§ Work to do
Which lines in the records below contain the string "photo", with case counting? Pull out each of those lines in full.

§ Data in this exercise
— begin —

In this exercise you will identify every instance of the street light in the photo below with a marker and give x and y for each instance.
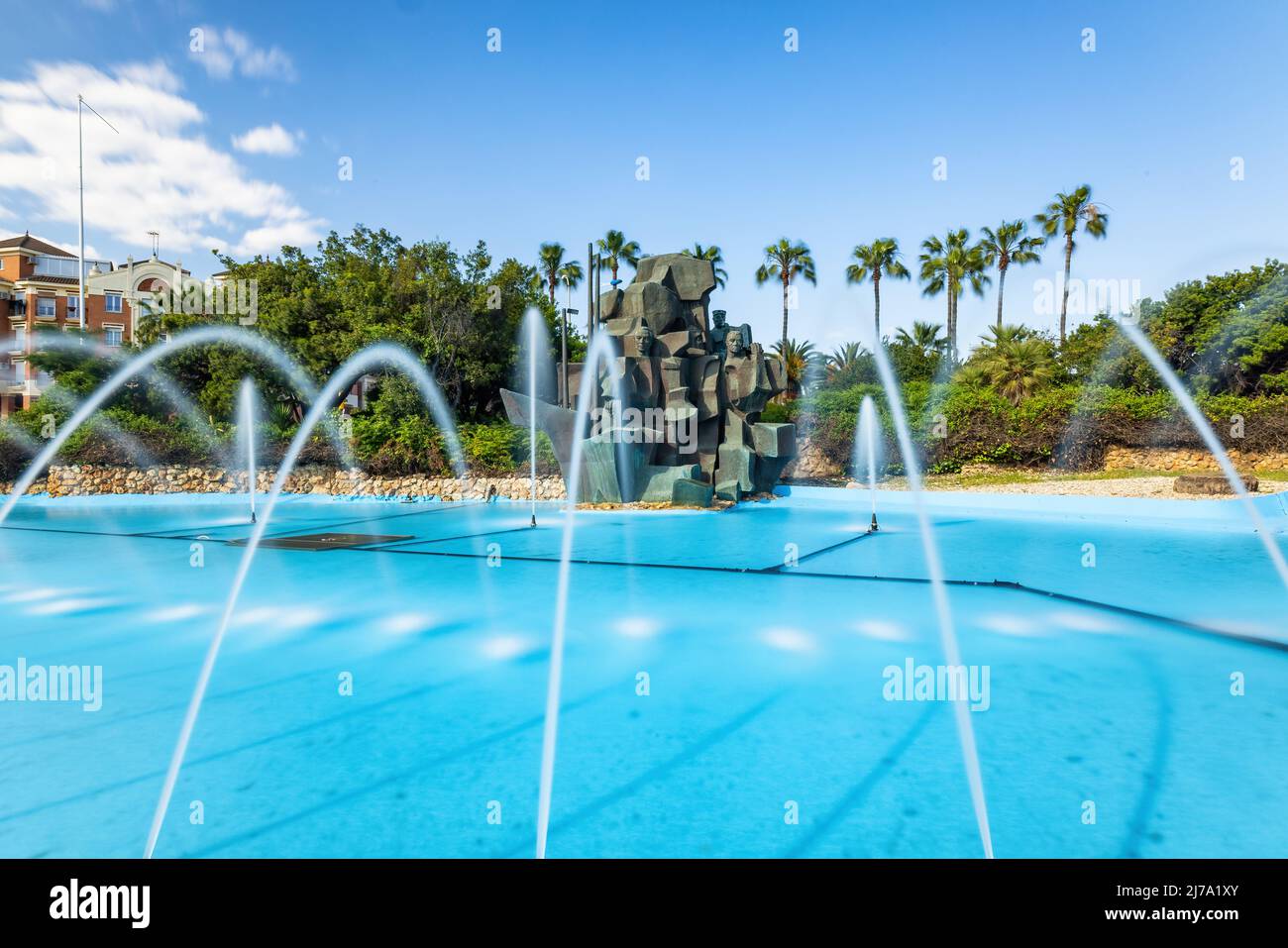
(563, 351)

— end —
— begin —

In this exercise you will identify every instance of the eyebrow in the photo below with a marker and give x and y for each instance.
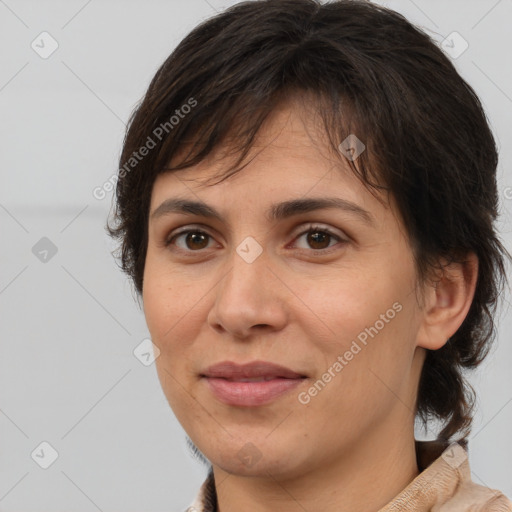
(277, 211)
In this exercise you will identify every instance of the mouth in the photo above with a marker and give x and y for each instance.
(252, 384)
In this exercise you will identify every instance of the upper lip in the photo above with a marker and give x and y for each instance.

— end —

§ Result below
In this exercise you will identify every instance of the street light in the photo below with a marker and give x and y for each instance.
In this exercise you will identify every instance of the eyebrow in the photo below with a marker and give x and y for each instance.
In this exercise you will identify every instance of the mouth in the photo above with a marker and give x and y for each instance.
In this exercise you will identify every instance of the upper lip in the photo above with a marker and give x and y for each instance.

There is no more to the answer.